*Exercise set:*
**A.** List every person mentioned by name in the book review below.
**B.** From the book review below, quote the stretch from "The book's writing" through "for vertical monopolies." word for word.

*Text excerpt:*
"Creating business value in the network of everything", so the claim of the book, seems like a daunting task, for sure.
Sam Palmisano, CEO of IBM, coined the term of a "globally integrated enterprise" in 2006 , referring to a company built on seamless global coverage and vertical integration with its suppliers. By that time, it had already become clear that not only would this herald a new mode of operation, but also enable new business models. Technology has enabled a reduction in transaction cost that may be able to shake the balance of power in the marketplace.
The mesh of technological and social innovation collectively referred to as "Web 2.0" has accelerated that transformation, if anything. In this context, "Mesh collaboration" is describing the challenges companies are facing by new technology and business opportunities.
The book is in two parts. Part one is the narrative of fictional manufacturing company "Vorpal" (read "Warp-all") and its CEO, Jane Moneymaker (the many telling names are somewhat of a comic relief). Part two contains a deeper analysis. The book covers a broad set of topics, such as integration of the value chain, security and financial challenges, and doesn't forget to cover the human aspects of change. It is something of a sequel to "Mashup Corporations, the End of Business as Usual" by one of the authors.
The authors themselves are two senior business executives, Andy Mulholland of Cap Gemini and Nick Earle of Cisco, which does a lot towards establishing credibility. After all, what the book promotes is not much short of a revolution and, as in any other instance, one is well advised to pick one's leaders carefully in such a case.
The fictional "Vorpal" has embarked on a somewhat slippery slope with number of Web 2.0 initiatives and is learning the hard way that it is about to lose control not only of the way its employees are working but also losing money in the process. Naturally for a business book, the situation is viewed as an opportunity, and in the end Vorpal has not only worked through its challenges, but successfully leveraged Web 2.0 and learned how to scale its business model. Promotions all around!
The book is a stimulating read. It comes in a vivid narrative style that keeps the reader focused. It develops a broader vision on how a collaborative web can help traditional enterprises. There are numerous good examples, and much of what it says will sound very familiar to any enterprise that has been in touch with Web 2.0 even marginally.
The book goes into quite some depth with some of the challenges and solutions it addresses. For instance, for the subject of security (where the key challenge would be de-perimeterization in the widest possible sense) the "commandments" of the Jericho Forum are quoted extensively.
The book's writing style is mostly inductive, reasoning by analogies and examples, less often deductive. It sometimes falls back into traditional thinking (touting DRM and surveillance as business solutions seems a bit behind the curve) but usually doesn't fail to balance that with a counterpoint. Given the authors' perspective it is perhaps not surprising that it leaves out some of the social challenges of the business models that it establishes, such as the potential for vertical monopolies.
Oh, and the jargon! "These smart services will allow us to proactively maintain equipment consult on how these assets are configured and a whole host of other professional services to help a user optimise and improve their use of this equipment." Is this the language of Web 2.0?
However, these are minor drawbacks. For someone who wants to acquaint him- or herself with the potential and pitfalls of Web 2.0 in the enterprise, this is a good and captivating read.
Peter Berlich is the founder of Swiss IT Security and Risk Management Consulting Firm Birchtree Consulting, LLC and a member of the (ISC)² Board of Directors.

*Dataset content:*
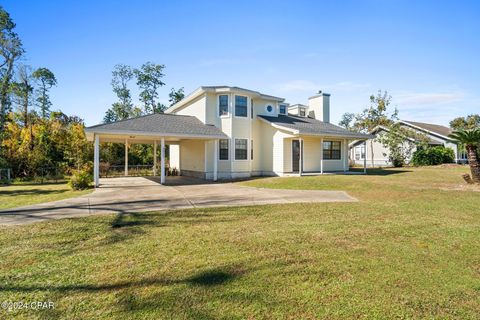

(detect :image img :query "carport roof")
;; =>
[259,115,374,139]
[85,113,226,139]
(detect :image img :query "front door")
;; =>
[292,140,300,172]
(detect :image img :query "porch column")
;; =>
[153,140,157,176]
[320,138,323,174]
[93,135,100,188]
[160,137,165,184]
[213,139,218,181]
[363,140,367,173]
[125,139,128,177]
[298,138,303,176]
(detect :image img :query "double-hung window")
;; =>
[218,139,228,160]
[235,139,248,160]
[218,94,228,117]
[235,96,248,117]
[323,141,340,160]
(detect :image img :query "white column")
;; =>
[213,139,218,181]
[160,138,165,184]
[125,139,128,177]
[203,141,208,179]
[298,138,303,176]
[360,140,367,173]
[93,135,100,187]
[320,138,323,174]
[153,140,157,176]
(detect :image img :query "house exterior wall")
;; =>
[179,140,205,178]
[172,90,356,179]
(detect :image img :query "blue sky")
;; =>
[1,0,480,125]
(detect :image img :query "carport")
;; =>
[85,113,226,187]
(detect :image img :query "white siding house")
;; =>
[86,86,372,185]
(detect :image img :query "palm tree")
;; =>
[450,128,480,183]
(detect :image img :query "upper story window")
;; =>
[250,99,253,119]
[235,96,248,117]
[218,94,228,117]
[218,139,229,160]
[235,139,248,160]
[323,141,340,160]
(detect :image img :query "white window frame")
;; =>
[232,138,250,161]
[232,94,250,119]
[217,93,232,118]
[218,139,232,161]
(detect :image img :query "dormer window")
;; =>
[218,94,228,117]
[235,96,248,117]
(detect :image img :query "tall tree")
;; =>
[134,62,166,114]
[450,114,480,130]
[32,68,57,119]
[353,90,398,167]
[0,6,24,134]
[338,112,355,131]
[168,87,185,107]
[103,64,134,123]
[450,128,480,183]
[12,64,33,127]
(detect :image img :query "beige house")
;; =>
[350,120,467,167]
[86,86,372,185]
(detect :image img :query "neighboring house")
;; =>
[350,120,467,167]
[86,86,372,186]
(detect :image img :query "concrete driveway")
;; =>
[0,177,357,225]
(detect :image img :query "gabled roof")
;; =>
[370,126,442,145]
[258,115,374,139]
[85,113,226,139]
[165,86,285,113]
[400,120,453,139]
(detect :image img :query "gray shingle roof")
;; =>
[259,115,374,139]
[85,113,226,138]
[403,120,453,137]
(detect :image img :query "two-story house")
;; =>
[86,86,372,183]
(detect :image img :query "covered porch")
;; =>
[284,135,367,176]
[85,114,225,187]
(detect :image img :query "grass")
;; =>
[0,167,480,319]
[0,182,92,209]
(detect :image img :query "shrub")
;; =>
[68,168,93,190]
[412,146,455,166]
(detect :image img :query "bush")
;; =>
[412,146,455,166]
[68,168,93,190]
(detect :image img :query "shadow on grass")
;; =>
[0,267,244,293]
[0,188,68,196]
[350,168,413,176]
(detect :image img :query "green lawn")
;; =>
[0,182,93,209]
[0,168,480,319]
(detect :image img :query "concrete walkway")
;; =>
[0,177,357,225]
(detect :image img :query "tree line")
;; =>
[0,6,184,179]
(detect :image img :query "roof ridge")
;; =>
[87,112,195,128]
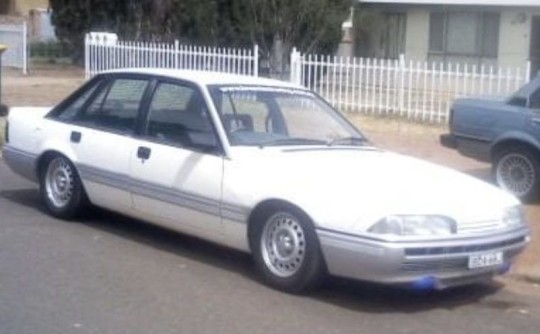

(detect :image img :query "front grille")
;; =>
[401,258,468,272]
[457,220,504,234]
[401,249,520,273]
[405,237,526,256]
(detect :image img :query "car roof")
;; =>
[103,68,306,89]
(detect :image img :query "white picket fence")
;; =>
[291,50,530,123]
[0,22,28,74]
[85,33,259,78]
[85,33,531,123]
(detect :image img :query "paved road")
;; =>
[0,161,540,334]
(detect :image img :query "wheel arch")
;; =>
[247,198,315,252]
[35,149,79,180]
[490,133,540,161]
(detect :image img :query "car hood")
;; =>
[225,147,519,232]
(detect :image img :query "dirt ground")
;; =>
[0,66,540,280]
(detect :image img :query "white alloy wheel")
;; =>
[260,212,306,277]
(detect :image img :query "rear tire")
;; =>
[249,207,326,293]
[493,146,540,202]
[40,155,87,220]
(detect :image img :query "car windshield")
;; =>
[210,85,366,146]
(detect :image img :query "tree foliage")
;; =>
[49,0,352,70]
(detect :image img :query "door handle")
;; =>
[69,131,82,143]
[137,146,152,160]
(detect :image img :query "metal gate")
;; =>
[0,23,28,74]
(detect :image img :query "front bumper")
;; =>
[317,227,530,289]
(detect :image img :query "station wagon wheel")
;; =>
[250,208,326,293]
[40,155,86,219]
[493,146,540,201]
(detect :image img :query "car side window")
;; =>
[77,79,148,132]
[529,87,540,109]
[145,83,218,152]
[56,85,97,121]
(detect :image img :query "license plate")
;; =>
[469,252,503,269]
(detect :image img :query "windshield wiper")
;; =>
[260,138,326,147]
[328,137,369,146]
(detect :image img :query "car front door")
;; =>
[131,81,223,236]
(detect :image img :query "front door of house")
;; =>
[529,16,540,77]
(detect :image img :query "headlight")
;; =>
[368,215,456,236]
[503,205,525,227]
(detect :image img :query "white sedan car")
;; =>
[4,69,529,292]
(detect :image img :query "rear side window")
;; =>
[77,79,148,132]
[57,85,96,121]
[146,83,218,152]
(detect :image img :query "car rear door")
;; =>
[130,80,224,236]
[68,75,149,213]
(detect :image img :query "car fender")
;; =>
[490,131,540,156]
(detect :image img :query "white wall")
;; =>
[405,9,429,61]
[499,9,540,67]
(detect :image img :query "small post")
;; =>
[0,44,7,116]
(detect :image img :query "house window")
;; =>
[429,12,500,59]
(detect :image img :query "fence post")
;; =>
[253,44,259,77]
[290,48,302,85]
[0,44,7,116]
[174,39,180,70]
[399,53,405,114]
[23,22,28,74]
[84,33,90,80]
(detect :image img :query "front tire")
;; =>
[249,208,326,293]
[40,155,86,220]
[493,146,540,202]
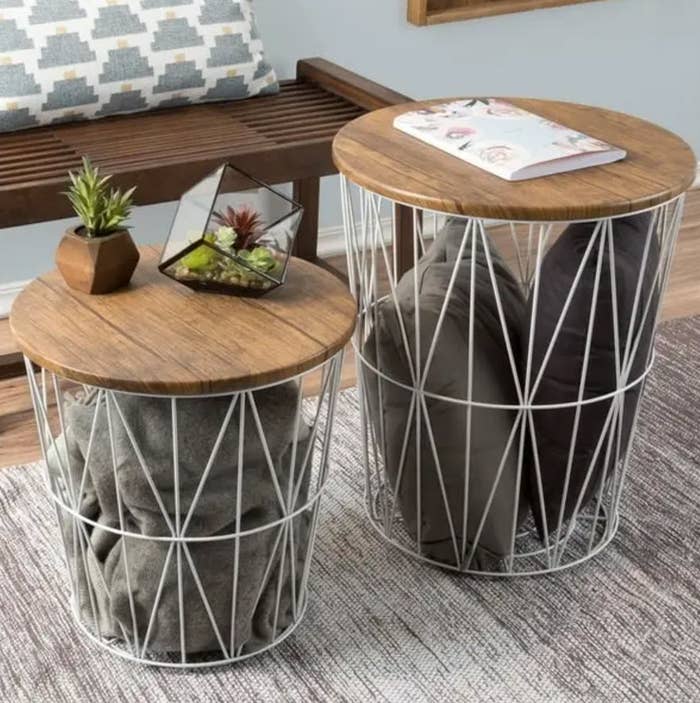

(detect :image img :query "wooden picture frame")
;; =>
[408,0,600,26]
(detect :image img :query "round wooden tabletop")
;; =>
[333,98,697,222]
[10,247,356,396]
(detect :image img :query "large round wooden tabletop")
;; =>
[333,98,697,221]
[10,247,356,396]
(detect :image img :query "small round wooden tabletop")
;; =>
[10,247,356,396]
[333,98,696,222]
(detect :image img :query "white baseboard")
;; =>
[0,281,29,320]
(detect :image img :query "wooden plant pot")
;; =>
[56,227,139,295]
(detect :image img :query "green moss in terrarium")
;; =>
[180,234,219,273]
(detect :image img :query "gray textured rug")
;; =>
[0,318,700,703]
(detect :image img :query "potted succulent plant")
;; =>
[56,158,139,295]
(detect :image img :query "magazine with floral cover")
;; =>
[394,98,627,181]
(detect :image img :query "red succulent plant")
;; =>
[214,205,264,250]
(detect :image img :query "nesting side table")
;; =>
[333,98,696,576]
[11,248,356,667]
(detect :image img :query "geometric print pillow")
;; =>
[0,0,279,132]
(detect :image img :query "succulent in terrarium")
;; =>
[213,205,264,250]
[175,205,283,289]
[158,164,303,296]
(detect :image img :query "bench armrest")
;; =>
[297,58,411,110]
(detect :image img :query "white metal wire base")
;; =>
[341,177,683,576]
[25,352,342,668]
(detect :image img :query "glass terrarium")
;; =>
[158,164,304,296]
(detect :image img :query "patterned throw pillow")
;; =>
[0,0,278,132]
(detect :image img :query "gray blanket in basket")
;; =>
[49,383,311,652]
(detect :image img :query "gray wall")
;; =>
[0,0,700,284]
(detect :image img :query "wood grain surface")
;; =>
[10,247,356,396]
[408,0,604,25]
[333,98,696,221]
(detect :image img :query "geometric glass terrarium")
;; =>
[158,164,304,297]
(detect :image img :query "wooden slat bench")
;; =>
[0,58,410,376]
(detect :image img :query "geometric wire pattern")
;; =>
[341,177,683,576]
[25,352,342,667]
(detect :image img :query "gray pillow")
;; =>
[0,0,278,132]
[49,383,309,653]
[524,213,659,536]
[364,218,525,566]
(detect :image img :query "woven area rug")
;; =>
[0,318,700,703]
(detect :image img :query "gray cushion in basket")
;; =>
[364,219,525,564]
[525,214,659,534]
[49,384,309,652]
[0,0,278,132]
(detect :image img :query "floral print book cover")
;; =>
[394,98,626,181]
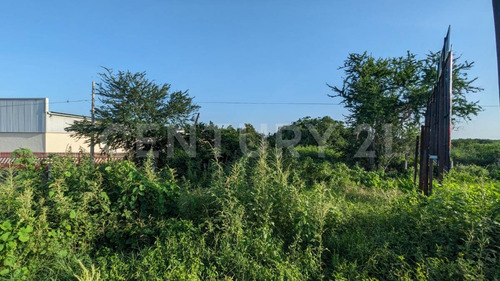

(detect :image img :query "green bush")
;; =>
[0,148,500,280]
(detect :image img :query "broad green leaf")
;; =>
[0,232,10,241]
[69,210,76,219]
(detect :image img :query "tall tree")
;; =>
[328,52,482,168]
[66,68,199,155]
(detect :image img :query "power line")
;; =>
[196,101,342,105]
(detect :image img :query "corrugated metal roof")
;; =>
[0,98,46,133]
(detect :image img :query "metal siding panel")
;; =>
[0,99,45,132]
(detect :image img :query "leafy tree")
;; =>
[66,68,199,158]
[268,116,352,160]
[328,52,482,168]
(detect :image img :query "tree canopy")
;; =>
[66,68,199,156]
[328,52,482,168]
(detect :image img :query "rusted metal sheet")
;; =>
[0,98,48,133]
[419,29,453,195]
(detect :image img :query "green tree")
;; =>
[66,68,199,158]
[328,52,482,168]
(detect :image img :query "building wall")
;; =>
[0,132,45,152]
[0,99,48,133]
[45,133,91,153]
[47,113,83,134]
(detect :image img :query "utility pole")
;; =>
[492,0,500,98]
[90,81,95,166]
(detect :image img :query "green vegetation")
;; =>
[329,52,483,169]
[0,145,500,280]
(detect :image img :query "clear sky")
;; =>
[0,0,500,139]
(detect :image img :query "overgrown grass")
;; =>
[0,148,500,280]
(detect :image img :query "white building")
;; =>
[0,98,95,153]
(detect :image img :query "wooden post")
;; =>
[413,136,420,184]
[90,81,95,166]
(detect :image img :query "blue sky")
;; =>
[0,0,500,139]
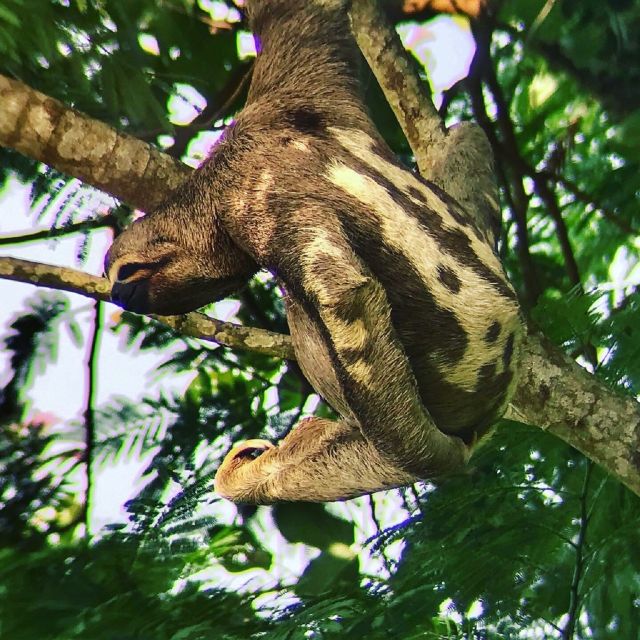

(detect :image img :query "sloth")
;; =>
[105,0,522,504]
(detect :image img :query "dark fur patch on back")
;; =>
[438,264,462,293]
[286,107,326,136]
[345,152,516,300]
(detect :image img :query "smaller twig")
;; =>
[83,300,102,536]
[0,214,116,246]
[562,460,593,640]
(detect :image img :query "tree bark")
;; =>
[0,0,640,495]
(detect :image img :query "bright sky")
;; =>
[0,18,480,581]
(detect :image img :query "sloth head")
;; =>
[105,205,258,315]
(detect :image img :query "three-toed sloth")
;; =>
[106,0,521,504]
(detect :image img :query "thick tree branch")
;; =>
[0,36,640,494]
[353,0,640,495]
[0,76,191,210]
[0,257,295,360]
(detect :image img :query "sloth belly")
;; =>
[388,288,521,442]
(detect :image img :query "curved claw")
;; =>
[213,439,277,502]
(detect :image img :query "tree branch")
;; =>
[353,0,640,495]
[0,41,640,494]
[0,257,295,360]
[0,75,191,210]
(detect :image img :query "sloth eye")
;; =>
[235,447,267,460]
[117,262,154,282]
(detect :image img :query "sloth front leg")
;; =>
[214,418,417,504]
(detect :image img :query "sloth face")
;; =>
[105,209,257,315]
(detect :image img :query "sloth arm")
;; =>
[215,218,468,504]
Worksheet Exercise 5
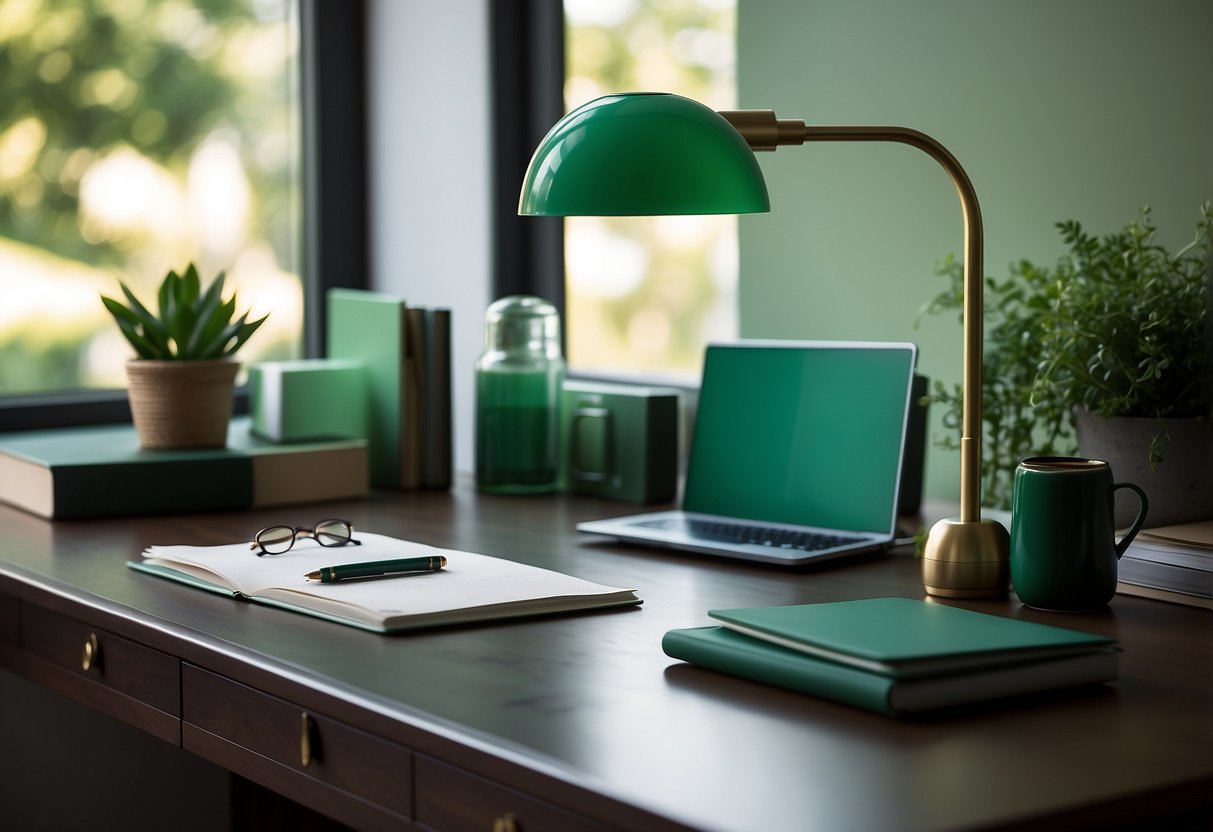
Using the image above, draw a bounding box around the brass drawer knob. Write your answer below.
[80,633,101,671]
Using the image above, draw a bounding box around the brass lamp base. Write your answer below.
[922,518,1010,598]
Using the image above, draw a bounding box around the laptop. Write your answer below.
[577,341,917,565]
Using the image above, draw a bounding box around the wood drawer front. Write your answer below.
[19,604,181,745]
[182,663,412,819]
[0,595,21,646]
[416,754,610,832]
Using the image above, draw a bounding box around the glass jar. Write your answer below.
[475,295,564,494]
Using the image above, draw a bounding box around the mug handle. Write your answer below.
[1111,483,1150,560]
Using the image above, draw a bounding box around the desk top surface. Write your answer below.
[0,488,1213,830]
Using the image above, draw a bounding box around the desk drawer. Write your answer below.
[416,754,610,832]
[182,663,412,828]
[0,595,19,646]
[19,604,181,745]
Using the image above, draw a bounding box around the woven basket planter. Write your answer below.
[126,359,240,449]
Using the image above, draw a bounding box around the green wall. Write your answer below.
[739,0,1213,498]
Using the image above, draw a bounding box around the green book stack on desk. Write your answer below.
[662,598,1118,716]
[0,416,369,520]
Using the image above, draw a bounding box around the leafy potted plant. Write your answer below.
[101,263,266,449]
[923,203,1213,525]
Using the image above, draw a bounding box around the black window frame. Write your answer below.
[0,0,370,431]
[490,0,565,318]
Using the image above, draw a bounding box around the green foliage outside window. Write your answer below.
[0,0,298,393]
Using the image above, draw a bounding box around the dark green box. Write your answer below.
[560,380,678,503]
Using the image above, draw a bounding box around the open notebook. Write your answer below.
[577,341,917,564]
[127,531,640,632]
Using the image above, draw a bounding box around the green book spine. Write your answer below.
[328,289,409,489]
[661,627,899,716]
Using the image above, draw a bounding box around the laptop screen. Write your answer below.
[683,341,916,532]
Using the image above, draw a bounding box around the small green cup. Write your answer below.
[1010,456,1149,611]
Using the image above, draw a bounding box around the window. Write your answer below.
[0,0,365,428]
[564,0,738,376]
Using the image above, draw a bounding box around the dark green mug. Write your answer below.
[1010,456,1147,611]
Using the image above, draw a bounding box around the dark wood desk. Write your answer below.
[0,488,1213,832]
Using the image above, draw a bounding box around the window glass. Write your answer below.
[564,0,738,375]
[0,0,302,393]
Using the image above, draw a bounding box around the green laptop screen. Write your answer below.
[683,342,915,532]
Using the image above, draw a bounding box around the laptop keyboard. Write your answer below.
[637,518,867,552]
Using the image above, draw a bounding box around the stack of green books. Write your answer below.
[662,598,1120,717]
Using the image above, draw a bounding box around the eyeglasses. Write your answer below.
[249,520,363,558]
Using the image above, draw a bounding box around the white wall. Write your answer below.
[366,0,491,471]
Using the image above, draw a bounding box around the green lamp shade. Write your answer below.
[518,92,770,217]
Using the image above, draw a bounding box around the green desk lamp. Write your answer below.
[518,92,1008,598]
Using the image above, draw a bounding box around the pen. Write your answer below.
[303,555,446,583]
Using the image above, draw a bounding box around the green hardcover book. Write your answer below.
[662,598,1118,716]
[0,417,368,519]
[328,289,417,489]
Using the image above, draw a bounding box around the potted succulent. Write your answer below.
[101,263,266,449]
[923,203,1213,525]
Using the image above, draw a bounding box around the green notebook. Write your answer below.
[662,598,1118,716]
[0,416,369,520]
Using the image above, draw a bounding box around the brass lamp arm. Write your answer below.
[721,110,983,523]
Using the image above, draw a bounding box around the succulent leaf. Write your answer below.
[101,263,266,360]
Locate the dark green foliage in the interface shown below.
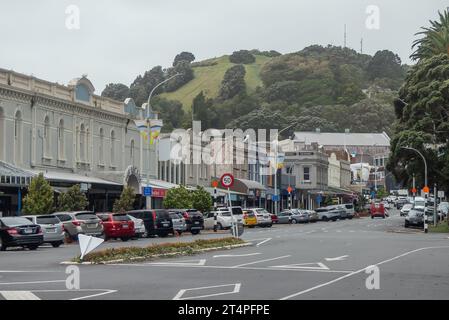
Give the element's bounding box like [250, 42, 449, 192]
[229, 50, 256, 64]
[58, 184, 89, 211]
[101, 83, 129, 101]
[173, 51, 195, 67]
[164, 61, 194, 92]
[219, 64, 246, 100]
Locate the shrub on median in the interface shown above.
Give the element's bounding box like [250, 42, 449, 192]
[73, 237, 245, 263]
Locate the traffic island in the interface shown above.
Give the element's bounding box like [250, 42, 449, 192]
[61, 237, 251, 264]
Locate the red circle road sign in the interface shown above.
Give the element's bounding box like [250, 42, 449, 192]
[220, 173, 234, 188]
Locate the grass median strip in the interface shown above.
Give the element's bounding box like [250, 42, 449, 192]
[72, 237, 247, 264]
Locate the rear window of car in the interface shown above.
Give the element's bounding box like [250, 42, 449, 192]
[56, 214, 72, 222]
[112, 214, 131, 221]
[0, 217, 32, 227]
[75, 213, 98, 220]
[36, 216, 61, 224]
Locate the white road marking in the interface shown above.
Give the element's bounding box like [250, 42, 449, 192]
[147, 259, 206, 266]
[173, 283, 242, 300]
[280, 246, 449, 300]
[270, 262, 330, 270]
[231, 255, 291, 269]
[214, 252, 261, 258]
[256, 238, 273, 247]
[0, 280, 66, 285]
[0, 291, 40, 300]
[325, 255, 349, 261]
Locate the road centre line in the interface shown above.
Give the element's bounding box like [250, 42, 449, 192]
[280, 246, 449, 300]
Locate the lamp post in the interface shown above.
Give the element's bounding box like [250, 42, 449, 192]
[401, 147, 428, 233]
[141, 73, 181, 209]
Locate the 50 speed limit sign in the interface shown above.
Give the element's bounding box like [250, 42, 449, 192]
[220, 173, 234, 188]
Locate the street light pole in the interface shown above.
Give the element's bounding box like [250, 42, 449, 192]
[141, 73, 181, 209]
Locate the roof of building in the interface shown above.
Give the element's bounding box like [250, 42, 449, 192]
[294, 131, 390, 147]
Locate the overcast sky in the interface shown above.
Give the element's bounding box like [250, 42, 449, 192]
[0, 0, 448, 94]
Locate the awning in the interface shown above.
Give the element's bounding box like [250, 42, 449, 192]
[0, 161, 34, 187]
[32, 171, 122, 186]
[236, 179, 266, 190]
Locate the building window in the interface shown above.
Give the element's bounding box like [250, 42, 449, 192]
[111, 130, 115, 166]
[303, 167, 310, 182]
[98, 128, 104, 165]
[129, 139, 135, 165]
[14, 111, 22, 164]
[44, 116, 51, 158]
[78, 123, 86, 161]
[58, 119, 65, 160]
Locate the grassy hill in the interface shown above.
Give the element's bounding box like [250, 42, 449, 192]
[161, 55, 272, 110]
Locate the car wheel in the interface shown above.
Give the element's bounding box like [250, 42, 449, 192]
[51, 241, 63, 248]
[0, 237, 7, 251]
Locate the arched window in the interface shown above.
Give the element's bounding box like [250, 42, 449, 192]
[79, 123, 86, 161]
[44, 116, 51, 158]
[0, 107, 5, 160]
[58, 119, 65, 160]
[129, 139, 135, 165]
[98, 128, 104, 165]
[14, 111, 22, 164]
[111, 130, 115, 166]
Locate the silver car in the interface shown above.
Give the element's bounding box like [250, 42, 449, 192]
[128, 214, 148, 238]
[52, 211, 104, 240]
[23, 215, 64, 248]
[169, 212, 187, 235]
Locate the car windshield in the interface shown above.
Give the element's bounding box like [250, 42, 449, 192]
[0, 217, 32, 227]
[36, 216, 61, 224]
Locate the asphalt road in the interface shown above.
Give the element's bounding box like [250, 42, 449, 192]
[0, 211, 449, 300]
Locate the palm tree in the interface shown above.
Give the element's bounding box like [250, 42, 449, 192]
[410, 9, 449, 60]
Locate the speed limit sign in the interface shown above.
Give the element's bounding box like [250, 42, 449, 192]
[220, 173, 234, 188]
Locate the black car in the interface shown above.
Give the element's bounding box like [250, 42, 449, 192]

*Solutions below:*
**A.** Sam Palmisano, Jane Moneymaker, Andy Mulholland, Nick Earle, Peter Berlich

**B.**
The book's writing style is mostly inductive, reasoning by analogies and examples, less often deductive. It sometimes falls back into traditional thinking (touting DRM and surveillance as business solutions seems a bit behind the curve) but usually doesn't fail to balance that with a counterpoint. Given the authors' perspective it is perhaps not surprising that it leaves out some of the social challenges of the business models that it establishes, such as the potential for vertical monopolies.